======== RECORDS SHOWN ========

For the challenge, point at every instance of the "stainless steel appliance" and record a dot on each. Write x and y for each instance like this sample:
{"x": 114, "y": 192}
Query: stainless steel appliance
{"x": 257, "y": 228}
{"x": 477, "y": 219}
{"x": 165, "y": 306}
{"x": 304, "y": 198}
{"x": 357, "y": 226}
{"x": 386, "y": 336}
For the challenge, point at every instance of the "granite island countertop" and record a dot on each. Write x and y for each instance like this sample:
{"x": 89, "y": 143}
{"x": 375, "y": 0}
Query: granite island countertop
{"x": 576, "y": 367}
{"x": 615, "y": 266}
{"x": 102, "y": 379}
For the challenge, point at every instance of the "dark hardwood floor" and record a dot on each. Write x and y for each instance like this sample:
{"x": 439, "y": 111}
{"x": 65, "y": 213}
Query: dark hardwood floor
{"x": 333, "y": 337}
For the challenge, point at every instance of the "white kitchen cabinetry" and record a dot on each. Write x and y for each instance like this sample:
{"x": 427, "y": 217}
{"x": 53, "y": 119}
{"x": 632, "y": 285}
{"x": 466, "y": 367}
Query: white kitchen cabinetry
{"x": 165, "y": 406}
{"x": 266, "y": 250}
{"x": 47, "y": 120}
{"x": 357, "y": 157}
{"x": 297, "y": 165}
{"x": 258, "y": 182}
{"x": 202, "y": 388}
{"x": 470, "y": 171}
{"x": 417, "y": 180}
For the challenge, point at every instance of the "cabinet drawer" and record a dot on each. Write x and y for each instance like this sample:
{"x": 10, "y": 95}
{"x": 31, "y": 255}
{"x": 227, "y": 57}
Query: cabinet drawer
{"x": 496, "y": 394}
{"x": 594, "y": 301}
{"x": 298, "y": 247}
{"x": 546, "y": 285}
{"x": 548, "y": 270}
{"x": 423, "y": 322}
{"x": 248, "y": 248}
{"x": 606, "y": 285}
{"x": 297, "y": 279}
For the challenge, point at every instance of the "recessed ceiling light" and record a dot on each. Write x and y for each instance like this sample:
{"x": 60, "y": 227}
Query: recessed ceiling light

========

### PROBLEM STATEMENT
Write out the records above again, keeping each one identical to the original.

### RESULT FOR THIS EXERCISE
For the challenge, point at every instance of the "stainless steel appliance" and record a dot on each. Write x and y for each instance like this sample:
{"x": 114, "y": 192}
Query: stainless steel appliance
{"x": 257, "y": 228}
{"x": 477, "y": 219}
{"x": 165, "y": 306}
{"x": 304, "y": 198}
{"x": 357, "y": 226}
{"x": 386, "y": 336}
For the challenge, point at every instance of the "granite island countertop" and record a dot on each. Write x and y for each instance like this sample:
{"x": 89, "y": 143}
{"x": 375, "y": 0}
Query: granite island countertop
{"x": 576, "y": 367}
{"x": 615, "y": 266}
{"x": 102, "y": 379}
For the challenge, point at every instance of the "dark hardwood floor" and record a dot on each. Write x and y for each instance like this sample:
{"x": 439, "y": 111}
{"x": 65, "y": 213}
Query: dark hardwood floor
{"x": 333, "y": 337}
For the challenge, point at every instance of the "white kitchen cabinetry" and record a dot on each. Write x and y for each instance like this sample:
{"x": 427, "y": 217}
{"x": 53, "y": 119}
{"x": 632, "y": 285}
{"x": 466, "y": 367}
Query: white kitchen cabinetry
{"x": 165, "y": 406}
{"x": 266, "y": 250}
{"x": 47, "y": 120}
{"x": 357, "y": 157}
{"x": 297, "y": 165}
{"x": 258, "y": 182}
{"x": 202, "y": 388}
{"x": 470, "y": 171}
{"x": 417, "y": 180}
For the challenge, point at every instance of the "cabinet drawer" and record a dot on each. Write x and y for each instance like this sample:
{"x": 10, "y": 95}
{"x": 31, "y": 255}
{"x": 227, "y": 57}
Query: cabinet drawer
{"x": 496, "y": 394}
{"x": 594, "y": 301}
{"x": 298, "y": 247}
{"x": 546, "y": 285}
{"x": 548, "y": 270}
{"x": 423, "y": 322}
{"x": 248, "y": 248}
{"x": 606, "y": 285}
{"x": 297, "y": 279}
For the challenge, point at every instance of the "recessed ceiling light" and record a dot on each. Write x and y for each instance like this sample:
{"x": 60, "y": 227}
Query: recessed ceiling light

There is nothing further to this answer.